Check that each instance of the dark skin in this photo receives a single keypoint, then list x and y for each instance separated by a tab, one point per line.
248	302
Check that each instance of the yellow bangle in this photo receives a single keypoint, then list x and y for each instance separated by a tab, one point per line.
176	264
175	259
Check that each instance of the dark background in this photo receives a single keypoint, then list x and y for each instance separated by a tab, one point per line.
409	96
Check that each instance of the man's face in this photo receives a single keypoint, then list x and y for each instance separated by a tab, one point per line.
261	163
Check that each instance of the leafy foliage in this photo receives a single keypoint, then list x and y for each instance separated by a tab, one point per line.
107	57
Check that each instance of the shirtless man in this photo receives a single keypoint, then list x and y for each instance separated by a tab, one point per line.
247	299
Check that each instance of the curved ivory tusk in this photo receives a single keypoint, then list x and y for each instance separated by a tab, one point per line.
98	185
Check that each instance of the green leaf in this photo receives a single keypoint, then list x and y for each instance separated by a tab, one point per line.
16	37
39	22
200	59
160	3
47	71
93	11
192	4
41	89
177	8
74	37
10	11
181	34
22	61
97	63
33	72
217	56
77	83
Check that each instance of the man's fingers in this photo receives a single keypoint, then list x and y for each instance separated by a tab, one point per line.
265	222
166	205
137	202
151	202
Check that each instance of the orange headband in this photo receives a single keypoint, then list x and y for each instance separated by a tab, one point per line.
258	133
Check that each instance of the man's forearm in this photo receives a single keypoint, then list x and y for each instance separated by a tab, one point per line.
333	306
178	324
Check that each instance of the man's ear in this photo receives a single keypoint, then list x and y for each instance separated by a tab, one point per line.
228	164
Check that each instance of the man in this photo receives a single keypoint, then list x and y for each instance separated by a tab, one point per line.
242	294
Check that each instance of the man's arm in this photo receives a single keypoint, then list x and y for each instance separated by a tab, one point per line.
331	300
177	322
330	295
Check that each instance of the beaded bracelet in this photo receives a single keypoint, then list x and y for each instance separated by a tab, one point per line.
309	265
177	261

Short task: Copy down the material exactly as written.

Reply:
Check that each instance of the dark skin in this photo receives a single keypoint, then list x and y for each instance separated by a tab, one point per line.
248	302
Check that each instance of the yellow bangle in this photo receives a single keypoint, then list x and y for each instance separated by a tab, one point per line.
176	264
175	259
Check that each instance of the dark background in this photo receives a single keypoint, then list x and y for each instance separated by a tab, one point per line.
409	96
Check that each instance of the man's face in this photo receives a single keypoint, then list x and y for each instance separated by a tab, one point per line.
261	163
Check that each instance of the leafy foliage in this photo receives a single keypoint, then list x and y for each instance separated by a tab, one point per line.
107	57
Check that each instance of the shirtless man in this photo receives a single keypoint, then list x and y for each instance separated by a tab, one point per line.
247	299
Check that each instance of the curved ivory tusk in this photo receives a single keypoint, then list x and y for each instance separated by a tab, one point per line.
98	185
Check that each instance of the green leaf in this photo receives a single keypoint, then list x and y for each instance separated by a tab, one point per line.
16	37
39	22
200	59
160	3
47	71
93	11
192	4
41	89
177	8
74	37
10	11
181	34
22	61
97	63
33	72
217	56
77	83
Check that each instance of the man's fingers in this photo receives a single keypoint, then list x and y for each instance separated by a tab, one point per line.
265	222
166	205
137	202
151	202
Check that each instance of the orange headband in this photo receives a single keypoint, then list x and y for each instance separated by a tab, one point per line.
258	133
Check that each instance of the man's forearm in this photo receives a single keypoint, then list x and y for each instance separated by a tab, one point per line.
333	306
178	324
Check that each instance of the man's ear in this photo receives a single keypoint, then list x and y for each instance separated by a tab, one point per line.
228	164
Check that each instance of the man in this photo receives a single keypoint, then list x and y for each instance separated by a tab, one point per line.
242	294
Check that each instance of the man's arm in this photo receives a single keypoint, then list x and y for each instance separated by a tab, one point per line.
331	300
177	322
330	295
Check that each instance of the beaded bracelet in this photo receives a single keypoint, then list x and y for each instance separated by a tab, one point per line.
309	265
177	261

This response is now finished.